* AIM OF THE TASK:
Name each person who posts in the forum thread below comparing the Canon 50mm and 85mm lenses, listing each username once.

* TEXT SHOWN:
# Canon 50mm 1.8 vs. 85mm 1.8



## impressme (Nov 16, 2008)

I was at the camera shop looking at some new glass to add to my collection. Many of you have raved on the 50mm but they actually suggested the 85mm- any limitations from the 85 that I can do with the 50?


----------



## impressme (Nov 16, 2008)

or is it simply b/c the 50mm is less expensive?


----------



## rdompor (Nov 16, 2008)

The 85 1.8 is of much better quality.  It has better build and better AF.  A much better comparison would be between the 50 1.4 and 85 1.8.


----------



## Dao (Nov 16, 2008)

Both lens are nice lens to have.  For 50mm, there is a F/1.4 version  and the cost of that lens is similar to the 85mm f/1.8

I have the 50mm f/1.8.  The cost of that lens is a lot less expensive than the 85mm f/1.8.  The next lens I would like to get is the 85mm f/1.8.

I found that when I am outside taking pictures of my wife or daughter, sort of like portrait shots.  I prefer a longer range. (longer focal length)  But the current lens that I have can only do F/4 at that focal length.

Apart from the build, better autofocus .....  Since it is a longer focal length lens, it will have the less perspective issue.

* SUPPLIED RECORDS:
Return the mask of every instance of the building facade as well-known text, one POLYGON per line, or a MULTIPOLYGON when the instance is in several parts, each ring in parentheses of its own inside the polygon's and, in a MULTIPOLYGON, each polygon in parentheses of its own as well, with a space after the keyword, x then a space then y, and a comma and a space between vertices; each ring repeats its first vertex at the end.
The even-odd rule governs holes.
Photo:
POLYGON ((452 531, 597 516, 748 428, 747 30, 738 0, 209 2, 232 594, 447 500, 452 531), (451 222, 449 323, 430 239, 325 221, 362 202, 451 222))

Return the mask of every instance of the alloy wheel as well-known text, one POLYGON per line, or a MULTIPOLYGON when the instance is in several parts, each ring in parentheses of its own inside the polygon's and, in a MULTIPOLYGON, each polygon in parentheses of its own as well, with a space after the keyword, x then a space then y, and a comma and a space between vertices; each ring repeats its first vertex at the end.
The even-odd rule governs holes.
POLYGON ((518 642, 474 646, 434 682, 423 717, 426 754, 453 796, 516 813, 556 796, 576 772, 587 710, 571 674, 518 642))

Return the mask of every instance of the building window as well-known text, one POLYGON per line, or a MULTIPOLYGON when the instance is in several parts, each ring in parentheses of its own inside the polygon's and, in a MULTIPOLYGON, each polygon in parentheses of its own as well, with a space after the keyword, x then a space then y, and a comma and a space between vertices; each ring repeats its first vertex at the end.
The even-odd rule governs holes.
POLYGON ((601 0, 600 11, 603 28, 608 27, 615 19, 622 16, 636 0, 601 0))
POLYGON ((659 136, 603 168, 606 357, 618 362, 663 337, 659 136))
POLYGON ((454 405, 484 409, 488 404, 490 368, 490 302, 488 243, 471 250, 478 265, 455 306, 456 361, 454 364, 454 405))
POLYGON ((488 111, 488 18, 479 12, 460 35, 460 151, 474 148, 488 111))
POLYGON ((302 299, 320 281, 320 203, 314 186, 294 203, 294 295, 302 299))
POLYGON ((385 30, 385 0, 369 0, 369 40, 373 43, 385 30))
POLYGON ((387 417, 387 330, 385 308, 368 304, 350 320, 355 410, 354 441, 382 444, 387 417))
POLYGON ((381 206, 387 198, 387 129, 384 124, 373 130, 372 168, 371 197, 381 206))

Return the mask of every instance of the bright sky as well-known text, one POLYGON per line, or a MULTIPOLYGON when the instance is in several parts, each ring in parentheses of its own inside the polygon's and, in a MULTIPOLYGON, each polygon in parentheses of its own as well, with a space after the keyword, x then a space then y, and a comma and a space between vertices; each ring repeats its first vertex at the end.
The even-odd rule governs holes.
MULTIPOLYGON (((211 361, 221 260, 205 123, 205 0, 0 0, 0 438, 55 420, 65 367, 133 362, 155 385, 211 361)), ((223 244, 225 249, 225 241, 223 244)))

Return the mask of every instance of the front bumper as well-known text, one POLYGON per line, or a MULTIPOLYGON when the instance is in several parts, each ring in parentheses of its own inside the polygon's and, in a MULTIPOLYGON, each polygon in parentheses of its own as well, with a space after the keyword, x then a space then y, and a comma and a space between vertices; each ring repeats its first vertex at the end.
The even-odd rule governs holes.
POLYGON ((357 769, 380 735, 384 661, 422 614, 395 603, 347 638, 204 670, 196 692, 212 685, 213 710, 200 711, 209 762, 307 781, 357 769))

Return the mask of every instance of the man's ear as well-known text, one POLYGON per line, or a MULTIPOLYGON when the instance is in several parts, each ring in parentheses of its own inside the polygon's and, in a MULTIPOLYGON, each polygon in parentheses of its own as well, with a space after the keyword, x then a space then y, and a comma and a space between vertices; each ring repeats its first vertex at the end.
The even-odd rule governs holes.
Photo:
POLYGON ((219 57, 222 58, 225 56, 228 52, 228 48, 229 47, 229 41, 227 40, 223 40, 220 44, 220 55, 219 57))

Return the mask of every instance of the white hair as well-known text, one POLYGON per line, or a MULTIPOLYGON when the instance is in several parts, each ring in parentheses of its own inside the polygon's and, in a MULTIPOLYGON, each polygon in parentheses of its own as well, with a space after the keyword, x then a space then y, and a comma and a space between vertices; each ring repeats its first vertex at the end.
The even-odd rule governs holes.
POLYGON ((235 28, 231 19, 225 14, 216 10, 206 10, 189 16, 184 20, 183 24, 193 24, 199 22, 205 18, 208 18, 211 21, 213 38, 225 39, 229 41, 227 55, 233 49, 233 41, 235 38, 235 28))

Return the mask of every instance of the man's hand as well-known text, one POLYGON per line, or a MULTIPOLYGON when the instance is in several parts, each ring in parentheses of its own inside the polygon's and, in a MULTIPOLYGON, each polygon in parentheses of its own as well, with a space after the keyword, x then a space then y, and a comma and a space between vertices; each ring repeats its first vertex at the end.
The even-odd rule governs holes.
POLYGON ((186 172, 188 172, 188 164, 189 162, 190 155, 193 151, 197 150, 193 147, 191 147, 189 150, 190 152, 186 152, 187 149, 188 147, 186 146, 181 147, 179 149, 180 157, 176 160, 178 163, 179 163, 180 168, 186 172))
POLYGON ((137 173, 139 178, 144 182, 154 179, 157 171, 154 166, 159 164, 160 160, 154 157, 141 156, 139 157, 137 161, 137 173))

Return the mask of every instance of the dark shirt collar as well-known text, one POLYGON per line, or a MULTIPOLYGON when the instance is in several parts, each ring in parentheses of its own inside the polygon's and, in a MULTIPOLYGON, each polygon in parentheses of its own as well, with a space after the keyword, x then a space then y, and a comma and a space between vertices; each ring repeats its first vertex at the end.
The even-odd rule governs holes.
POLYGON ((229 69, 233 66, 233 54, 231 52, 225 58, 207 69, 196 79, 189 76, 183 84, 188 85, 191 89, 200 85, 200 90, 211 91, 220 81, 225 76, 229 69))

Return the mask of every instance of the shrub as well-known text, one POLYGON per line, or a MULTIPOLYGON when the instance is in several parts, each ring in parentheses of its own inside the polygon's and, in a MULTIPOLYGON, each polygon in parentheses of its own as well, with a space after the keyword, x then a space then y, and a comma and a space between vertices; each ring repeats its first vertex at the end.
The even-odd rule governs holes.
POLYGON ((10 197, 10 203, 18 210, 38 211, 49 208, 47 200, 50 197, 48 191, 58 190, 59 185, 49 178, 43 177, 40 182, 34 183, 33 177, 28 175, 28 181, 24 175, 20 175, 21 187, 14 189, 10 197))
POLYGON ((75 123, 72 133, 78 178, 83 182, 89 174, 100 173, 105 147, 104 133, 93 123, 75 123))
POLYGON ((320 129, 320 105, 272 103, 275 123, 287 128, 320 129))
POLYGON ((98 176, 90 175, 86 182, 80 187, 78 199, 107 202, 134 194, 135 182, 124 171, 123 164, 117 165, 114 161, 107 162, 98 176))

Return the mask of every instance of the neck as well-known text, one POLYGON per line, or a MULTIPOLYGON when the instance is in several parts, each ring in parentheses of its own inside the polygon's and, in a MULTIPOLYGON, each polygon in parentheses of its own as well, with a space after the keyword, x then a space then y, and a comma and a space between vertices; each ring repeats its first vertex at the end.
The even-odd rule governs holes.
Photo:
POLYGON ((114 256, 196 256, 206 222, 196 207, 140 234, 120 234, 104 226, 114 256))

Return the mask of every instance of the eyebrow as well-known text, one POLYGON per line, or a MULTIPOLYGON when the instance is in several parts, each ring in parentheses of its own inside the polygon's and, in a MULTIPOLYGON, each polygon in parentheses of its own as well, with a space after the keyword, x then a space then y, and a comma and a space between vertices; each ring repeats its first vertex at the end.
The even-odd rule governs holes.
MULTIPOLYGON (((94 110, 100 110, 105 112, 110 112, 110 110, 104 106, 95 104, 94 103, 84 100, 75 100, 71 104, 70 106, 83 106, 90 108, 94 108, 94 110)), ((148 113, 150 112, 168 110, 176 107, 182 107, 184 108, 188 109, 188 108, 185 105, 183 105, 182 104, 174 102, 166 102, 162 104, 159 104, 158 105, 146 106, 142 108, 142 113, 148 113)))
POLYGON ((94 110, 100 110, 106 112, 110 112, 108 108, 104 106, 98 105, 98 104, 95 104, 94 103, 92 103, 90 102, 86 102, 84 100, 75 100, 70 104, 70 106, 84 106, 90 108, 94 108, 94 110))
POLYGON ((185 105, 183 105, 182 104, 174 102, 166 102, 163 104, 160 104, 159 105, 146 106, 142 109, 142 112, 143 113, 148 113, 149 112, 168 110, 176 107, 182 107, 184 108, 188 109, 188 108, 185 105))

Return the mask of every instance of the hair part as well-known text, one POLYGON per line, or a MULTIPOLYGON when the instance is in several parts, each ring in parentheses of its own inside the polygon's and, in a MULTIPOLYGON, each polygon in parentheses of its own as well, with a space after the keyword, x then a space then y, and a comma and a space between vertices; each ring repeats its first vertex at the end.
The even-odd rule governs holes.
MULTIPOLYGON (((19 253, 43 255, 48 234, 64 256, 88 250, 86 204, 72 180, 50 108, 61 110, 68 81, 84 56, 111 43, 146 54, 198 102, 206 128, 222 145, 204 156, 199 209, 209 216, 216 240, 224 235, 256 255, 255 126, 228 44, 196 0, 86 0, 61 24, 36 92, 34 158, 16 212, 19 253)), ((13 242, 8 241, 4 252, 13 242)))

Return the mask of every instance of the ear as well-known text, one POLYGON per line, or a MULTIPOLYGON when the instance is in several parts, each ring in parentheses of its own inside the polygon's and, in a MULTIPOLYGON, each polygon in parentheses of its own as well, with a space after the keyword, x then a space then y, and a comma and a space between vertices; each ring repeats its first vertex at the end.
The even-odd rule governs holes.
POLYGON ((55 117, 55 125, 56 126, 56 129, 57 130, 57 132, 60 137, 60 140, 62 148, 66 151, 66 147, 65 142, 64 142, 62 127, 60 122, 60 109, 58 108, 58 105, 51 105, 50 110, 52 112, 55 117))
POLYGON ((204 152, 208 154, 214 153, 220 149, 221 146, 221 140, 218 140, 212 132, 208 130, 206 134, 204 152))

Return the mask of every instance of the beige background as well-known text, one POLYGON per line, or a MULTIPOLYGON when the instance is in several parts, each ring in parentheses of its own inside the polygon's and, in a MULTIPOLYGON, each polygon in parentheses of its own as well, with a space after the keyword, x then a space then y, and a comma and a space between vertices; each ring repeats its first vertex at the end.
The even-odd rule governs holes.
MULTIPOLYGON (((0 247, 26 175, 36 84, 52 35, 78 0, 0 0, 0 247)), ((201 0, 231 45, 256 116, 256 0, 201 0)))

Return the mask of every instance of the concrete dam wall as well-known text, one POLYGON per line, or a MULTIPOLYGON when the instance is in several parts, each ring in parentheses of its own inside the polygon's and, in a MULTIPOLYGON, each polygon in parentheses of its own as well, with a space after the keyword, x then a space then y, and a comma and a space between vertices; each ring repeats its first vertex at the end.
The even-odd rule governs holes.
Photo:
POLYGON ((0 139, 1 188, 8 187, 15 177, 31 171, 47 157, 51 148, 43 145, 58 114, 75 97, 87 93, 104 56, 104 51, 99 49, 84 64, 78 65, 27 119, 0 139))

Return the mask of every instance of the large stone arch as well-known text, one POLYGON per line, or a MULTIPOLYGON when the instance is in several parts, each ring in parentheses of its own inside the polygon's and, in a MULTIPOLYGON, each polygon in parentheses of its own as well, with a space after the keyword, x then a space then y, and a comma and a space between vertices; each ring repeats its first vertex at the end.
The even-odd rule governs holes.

* SOLUTION FOR THIS PROBLEM:
impressme, rdompor, Dao